◆ **Исходный текст**:
____________
Дожили: первое, что хочется сделать на фильме Вуди Аллена - отключить звук и не отвлекаться на субтитры. Давно ли с наслаждением цитировали: « Значит, меньше придется посылать родителям. Они не смогут купить лучшие места в синагоге- будут вдали от Бога, вдали от событий», « Благодаря тебе я теперь знаменит как Ли Харви Освальд», « И этот странный звук за стеной: как будто, в соседней комнате кто-то душит попугаев», « И почему она все время говорит «Я из Филадельфии». Что не так в этой Филадельфии?» Прошло 40 лет. На смену пришла фраза « Я тут как Агарь в пустыне египетской»- это вершина иронии и юмора в фильме «Дождливый день в Нью-Йорке». Чувствуете разницу? Время не щадит никого. Чувство юмора тоже. Есть еще фраза. Она без юмора. Зато с патетикой. «Жить надо в Нью-Йорке или не жить вообще». Третий сорт- не брак. Если бы можно было отключить диалоги, но оставить музыку, то кино смотреть можно и с удовольствием. Легкий джаз вкупе с гениальной операторской работой Витторио Стораро – лучшее, что есть в картине. Стораро - вообще гений. Так цвет сейчас не чувствует никто. В зависимости от времени суток и облачности он меняет даже цвет кожи у актеров: от нежно персиково-золотистого до холодновато-розово-вишневого. Все под цвет настроения, под цвет одежды, под цвет погоды, под цвет города. И Нью-Йорк без Эмпайр стейта, Манхэттен без пробок, мокнет под дождем уютный домашний. Как будто силач-гигант встретил вас в халате и тапочках. Тонко.
____________
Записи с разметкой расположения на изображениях
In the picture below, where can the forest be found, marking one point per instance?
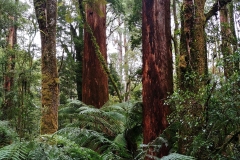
(119, 80)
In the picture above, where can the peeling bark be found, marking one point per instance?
(46, 12)
(157, 70)
(95, 81)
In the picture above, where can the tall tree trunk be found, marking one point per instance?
(226, 39)
(176, 38)
(9, 76)
(95, 81)
(234, 36)
(126, 68)
(157, 70)
(78, 45)
(46, 12)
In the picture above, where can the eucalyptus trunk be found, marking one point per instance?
(95, 81)
(226, 45)
(7, 106)
(157, 70)
(46, 13)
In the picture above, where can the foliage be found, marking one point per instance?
(212, 133)
(7, 135)
(119, 125)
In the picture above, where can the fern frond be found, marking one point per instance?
(176, 156)
(15, 151)
(94, 141)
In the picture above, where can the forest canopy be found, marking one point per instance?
(119, 79)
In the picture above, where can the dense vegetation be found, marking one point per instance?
(205, 115)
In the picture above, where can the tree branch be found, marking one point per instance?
(216, 7)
____________
◆ **Условия задания**:
Проверьте, соответствуют ли утверждения 1–3 рецензии на фильм «Дождливый день в Нью-Йорке». Для каждого дайте ответ «да» или «нет» и приведите дословную цитату из рецензии, которая это решает.
1. Операторскую работу в фильме выполнил Витторио Стораро.
2. Фразу «Жить надо в Нью-Йорке или не жить вообще» автор считает смешной.
3. Стораро меняет цвет кожи у актеров в зависимости от времени суток и облачности.

◆ **Разбор решения**:
1. Да: «гениальной операторской работой Витторио Стораро».
2. Нет: «Она без юмора. Зато с патетикой.»
3. Да: «В зависимости от времени суток и облачности он меняет даже цвет кожи у актеров».